TEXT BLOCK
Wednesday, October 24, 2012

The man with the mustache

Today I was listening to Chanticleer, the men's chorus from the Bay Area, and I was thinking: Although I have seen this group live several times, I could not tell you what songs I heard.

But oh, I remember that one singer's mustache.

That I do remember!

And I was thinking, what brand recognition. You think of this chorus, Chanticleer, and you go, "Oh, I remember that group. That's the group with the guy with the Salvador Dali mustache."

In the video up above you see the stash at about 1:39.

And here at about 2:52. I am jumping the gun on Christmas!

Wow, they can sound like a chorus of girls, you know? Once in the paper I speculated on how they did that. I thought the bass voices held their thunder so the higher voices could soar. Sometimes I wonder if they overdo that effect.

Well, if they do, they have that one mustache, to compensate.

It is magnificent!

Monday, October 15, 2012

Baumgartner and Weingartner

As I wrote yesterday, the music nerd's life, it ain't no good life, but it's my life.

I cannot hear about daredevil Felix Baumgartner without thinking of the conductor Felix Weingartner.

Hahaha... today I am the only person Googling Felix Weingartner and not Felix Baumgartner! Baumgartner is tree gardener and Weingartner is wine, or I guess grape, gardener. This is my week for translating German names.

I notice that Felix Baumgartner was born in Salzburg, the birthplace of Mozart. I caught myself talking about that at breakfast.

As I go through my life in free fall....

Sunday, October 14, 2012

Star of the sea

On my Pennario Web log today please join me in in exploring the cemetery at Our Lady Help of Christians! As I was writing about it I got thinking about Our Lady Help of Christians, the Star of the Sea.

Collected data entries:

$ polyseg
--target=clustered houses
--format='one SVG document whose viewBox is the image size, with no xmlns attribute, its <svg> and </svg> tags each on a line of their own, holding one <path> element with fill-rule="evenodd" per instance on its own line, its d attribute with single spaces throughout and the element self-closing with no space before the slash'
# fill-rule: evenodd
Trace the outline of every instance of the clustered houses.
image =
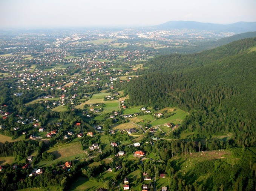
<svg viewBox="0 0 256 191">
<path fill-rule="evenodd" d="M 134 155 L 133 155 L 135 156 L 138 156 L 141 157 L 143 156 L 146 155 L 146 153 L 141 150 L 139 151 L 136 151 L 134 153 Z"/>
<path fill-rule="evenodd" d="M 121 35 L 121 34 L 119 35 L 113 36 L 116 38 L 123 38 L 123 36 Z M 144 35 L 139 36 L 140 38 L 144 38 L 145 36 Z M 126 38 L 126 36 L 123 36 Z M 71 56 L 71 54 L 67 50 L 67 46 L 71 46 L 75 50 L 78 48 L 78 45 L 76 44 L 69 43 L 85 38 L 78 35 L 77 36 L 68 36 L 64 38 L 60 38 L 52 44 L 47 45 L 47 46 L 46 45 L 45 46 L 43 46 L 43 48 L 40 49 L 40 50 L 33 50 L 32 49 L 29 48 L 24 49 L 23 48 L 21 50 L 20 47 L 18 47 L 17 51 L 13 51 L 14 54 L 12 54 L 11 56 L 7 57 L 1 57 L 0 56 L 0 60 L 1 60 L 0 63 L 0 69 L 10 74 L 8 76 L 2 79 L 5 80 L 8 78 L 12 78 L 16 82 L 10 87 L 10 88 L 15 89 L 15 91 L 14 92 L 15 93 L 13 93 L 12 95 L 14 94 L 15 96 L 13 95 L 12 96 L 15 97 L 15 99 L 21 99 L 23 98 L 22 96 L 25 96 L 25 94 L 28 95 L 26 93 L 28 92 L 33 92 L 34 90 L 38 90 L 38 92 L 40 92 L 38 95 L 40 95 L 37 98 L 40 100 L 38 102 L 39 104 L 42 104 L 41 105 L 45 105 L 44 107 L 46 107 L 46 110 L 66 105 L 69 105 L 76 104 L 77 100 L 79 99 L 78 99 L 78 96 L 82 96 L 83 98 L 89 98 L 89 97 L 91 96 L 90 93 L 86 94 L 84 92 L 83 92 L 82 95 L 80 95 L 81 92 L 79 91 L 81 91 L 80 87 L 83 86 L 86 87 L 97 87 L 98 89 L 111 90 L 110 89 L 113 90 L 118 87 L 117 85 L 118 83 L 129 82 L 132 79 L 133 77 L 128 75 L 132 75 L 129 74 L 129 73 L 134 72 L 134 71 L 132 68 L 120 69 L 109 68 L 115 67 L 115 64 L 112 63 L 111 60 L 115 59 L 117 55 L 123 57 L 123 59 L 122 59 L 122 62 L 128 62 L 131 61 L 135 61 L 135 60 L 145 60 L 155 54 L 151 51 L 145 51 L 143 50 L 132 51 L 125 50 L 125 49 L 121 50 L 113 48 L 103 50 L 98 50 L 97 49 L 94 51 L 87 53 L 86 56 L 85 55 L 84 57 L 69 56 Z M 36 40 L 33 39 L 31 41 Z M 44 40 L 42 41 L 43 42 Z M 4 40 L 3 41 L 4 42 L 5 42 Z M 154 43 L 154 45 L 155 45 L 155 44 Z M 94 45 L 89 45 L 86 44 L 83 45 L 84 46 L 83 48 L 91 48 L 91 47 L 89 46 L 93 47 L 95 46 Z M 31 57 L 31 58 L 27 59 L 27 61 L 25 60 L 23 55 L 30 54 L 42 55 L 42 56 L 36 57 L 34 57 L 34 58 Z M 100 59 L 100 61 L 99 59 Z M 35 64 L 32 64 L 34 63 Z M 9 63 L 13 63 L 14 64 L 13 65 L 7 64 Z M 69 66 L 67 67 L 66 67 L 67 66 L 67 65 L 68 65 Z M 63 68 L 55 67 L 55 65 L 62 66 L 63 66 Z M 71 67 L 69 67 L 70 66 Z M 71 72 L 71 73 L 69 73 L 70 72 L 69 70 L 70 70 L 71 69 L 77 71 L 75 72 L 75 73 L 74 74 L 72 78 L 69 77 L 73 75 L 71 74 L 73 74 L 73 73 Z M 21 72 L 17 72 L 17 71 Z M 126 75 L 126 77 L 128 77 L 126 78 L 126 80 L 120 80 L 119 77 L 123 76 L 124 74 L 127 75 Z M 107 76 L 107 77 L 104 78 L 104 77 L 103 77 L 104 75 Z M 55 78 L 58 78 L 58 80 L 55 79 Z M 118 99 L 117 96 L 119 95 L 119 93 L 116 92 L 113 94 L 112 92 L 115 92 L 115 90 L 111 90 L 111 91 L 112 94 L 107 96 L 107 99 L 110 100 Z M 80 98 L 81 98 L 79 99 Z M 121 108 L 125 109 L 127 108 L 126 106 L 125 105 L 124 101 L 121 101 L 120 104 L 121 105 L 120 107 Z M 5 108 L 0 111 L 0 114 L 3 116 L 2 117 L 3 120 L 6 120 L 11 113 L 8 112 L 7 106 L 3 105 L 1 107 L 3 107 Z M 88 111 L 86 111 L 86 113 L 84 111 L 88 117 L 90 117 L 91 116 L 95 116 L 94 115 L 94 114 L 95 114 L 95 113 L 100 113 L 103 110 L 101 108 L 99 109 L 95 106 L 91 106 L 91 107 L 88 108 Z M 1 110 L 2 108 L 2 107 L 1 108 Z M 89 110 L 90 111 L 89 111 Z M 141 110 L 147 113 L 149 113 L 151 112 L 144 108 L 142 108 Z M 120 112 L 115 112 L 112 113 L 113 115 L 111 115 L 110 117 L 112 119 L 115 117 L 118 119 L 118 116 L 121 114 L 121 113 Z M 160 113 L 157 114 L 158 117 L 161 116 Z M 134 114 L 135 116 L 138 115 L 138 114 L 137 113 Z M 123 116 L 124 118 L 132 117 L 131 114 Z M 29 118 L 27 117 L 28 119 L 26 119 L 25 117 L 18 115 L 14 117 L 17 117 L 17 119 L 18 119 L 17 121 L 17 123 L 18 125 L 17 126 L 19 126 L 18 124 L 21 126 L 21 127 L 17 126 L 13 128 L 13 129 L 16 131 L 15 132 L 16 133 L 17 132 L 20 133 L 22 132 L 21 130 L 24 130 L 22 129 L 21 125 L 24 126 L 29 125 L 29 124 L 32 126 L 32 129 L 33 129 L 32 127 L 34 126 L 34 132 L 36 132 L 35 133 L 36 135 L 46 134 L 46 137 L 50 138 L 57 133 L 58 131 L 57 129 L 46 132 L 46 131 L 49 131 L 48 127 L 47 127 L 46 126 L 42 126 L 40 122 L 33 117 L 30 117 Z M 59 133 L 60 133 L 61 129 L 60 126 L 61 124 L 57 123 L 54 128 L 56 128 L 60 130 L 61 131 L 59 132 Z M 72 129 L 72 131 L 75 132 L 73 133 L 71 130 L 68 131 L 66 130 L 64 133 L 66 133 L 67 135 L 64 137 L 64 138 L 68 139 L 71 137 L 75 137 L 76 134 L 78 137 L 82 137 L 83 135 L 81 130 L 84 127 L 83 125 L 83 123 L 81 124 L 81 123 L 78 122 L 76 123 L 75 125 L 75 128 L 78 129 L 81 128 L 80 133 L 77 134 L 78 131 L 75 131 L 73 129 Z M 2 125 L 0 126 L 1 129 L 6 128 L 6 127 Z M 99 125 L 96 125 L 94 128 L 98 131 L 100 131 L 102 129 L 102 127 Z M 136 132 L 136 130 L 134 129 L 126 129 L 126 131 L 128 134 Z M 45 132 L 38 134 L 38 131 Z M 28 132 L 30 133 L 30 130 L 29 131 L 28 130 Z M 113 134 L 115 133 L 114 131 L 110 131 L 109 132 Z M 23 131 L 22 133 L 25 135 L 27 132 Z M 94 133 L 92 132 L 88 132 L 86 135 L 88 136 L 92 137 Z M 61 138 L 63 138 L 64 135 L 64 134 L 61 135 Z M 40 138 L 34 134 L 28 135 L 28 136 L 29 138 L 33 140 Z M 155 138 L 153 139 L 154 138 Z M 153 139 L 153 140 L 154 140 Z M 110 145 L 113 147 L 118 146 L 117 144 L 114 141 L 112 141 Z M 135 143 L 134 146 L 136 147 L 139 146 L 140 143 Z M 98 149 L 99 147 L 98 143 L 94 143 L 90 147 L 89 150 L 92 150 Z M 120 151 L 118 152 L 118 155 L 120 156 L 124 154 L 124 152 L 123 151 Z M 145 153 L 141 151 L 137 151 L 134 153 L 134 155 L 138 157 L 143 156 L 145 154 Z M 32 157 L 29 156 L 27 158 L 27 159 L 30 162 L 32 162 L 33 159 Z M 31 166 L 29 162 L 22 167 L 22 168 L 26 169 L 29 168 Z M 63 169 L 69 169 L 72 167 L 71 163 L 68 161 L 61 166 Z M 16 169 L 17 168 L 17 165 L 14 165 L 14 169 Z M 118 170 L 120 169 L 121 167 L 118 166 L 116 168 Z M 0 171 L 3 170 L 3 167 L 0 166 Z M 31 176 L 40 174 L 43 173 L 43 171 L 41 168 L 35 170 L 35 172 L 32 173 Z M 112 171 L 112 169 L 109 168 L 108 170 L 109 171 Z M 144 176 L 145 180 L 151 179 L 151 177 L 147 176 L 147 174 L 145 175 L 146 176 Z M 161 175 L 160 177 L 162 178 L 165 177 L 164 176 L 161 176 Z M 126 184 L 124 186 L 124 189 L 129 189 L 129 180 L 127 177 L 124 179 L 124 183 Z M 144 185 L 143 186 L 143 189 L 148 188 L 147 185 Z M 162 188 L 162 190 L 163 188 L 164 187 Z"/>
</svg>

EXERCISE INSTRUCTIONS
**A)** Translate this sentence from the music blog into Spanish: "I notice that Felix Baumgartner was born in Salzburg, the birthplace of Mozart."
**B)** Decide whether each statement agrees with the music blog. Answer yes or no for each, and quote the words of the music blog that settle it.
(i) The writer can recall which songs Chanticleer sang at the live shows.
(ii) Felix Baumgartner was born in Salzburg.
(iii) In the video, the mustache can be seen at about 1:39.
**C)** Go on with the music blog, picking up right after its final sentence.
These records are separate from the music blog and stand on their own.

ANSWERS FOR THE EXERCISE
**A)** Noto que Felix Baumgartner nació en Salzburgo, la ciudad natal de Mozart.

**B)**
(i) No: "I could not tell you what songs I heard."
(ii) Yes: "Felix Baumgartner was born in Salzburg, the birthplace of Mozart."
(iii) Yes: "In the video up above you see the stash at about 1:39."

**C)**
The chapel was built by an immigrant whose ship was going down. He prayed to Our Lady the Star of the Sea, and she saved the ship, so it could be brought to Ireland and repaired. I personally would never have gotten on that ship again, but I guess he did, and he made it to Buffalo, where he built this beautiful chapel.

Above is "Ave Maris Stella," or "Hail Star of the Sea," by the medieval composer Guillaume Dufay. A group called Pomerium performs. I do not know what I like better, the words or the images.


Tuesday, October 9, 2012

Valentina's Day

There is this powerhouse Ukrainian-born pianist, Valentina Lisitsa. This morning Howard and I were watching her play Liszt's "La Campanella." One of Howard's friends emailed him the clip.

That is some beautiful Liszt! And her hands and her manner are so relaxed. Darn, I am trying and trying to post it. Something is screwy this morning with my computer and it will not allow me to. Anyway, look it up on YouTube, Lisitsa, La Campanella.

We then watched Beethoven's "Appassionata." Pause for appreciation of my life: not only listening to the "Appassionata" before I have had my second cup of coffee, but having a husband who will listen to it too and discuss it.

I am one lucky gal!

Howard liked Lisitsa's "Appassionata" more than I did. While I admired the music's excitement I thought Lisitsa was kind of chilly and rough with it and could have done more to bring out the piece's beauties and subtleties. But I have big feelings for this music and a lot of requirements and many of these are very personal, so keep that in mind.

Howard said it was all worth it for the last 30 seconds of the last movement. My computer does seem to be letting me post this.

Of course, as he said, "The software is unbelievable."

Beethoven builds in a lot of thrill!

It is fun to read about Valentina Lisitsa. The names are wonderful. Valentina is a beautiful name, and Lisitsa sounds like Liszt. Her husband has the incredible name of Alexei Kuznetsoff. Together they entered the Murray Dranoff Two-Piano Competition. That is another great name, Dranoff.

This was an inspiring way to start the day!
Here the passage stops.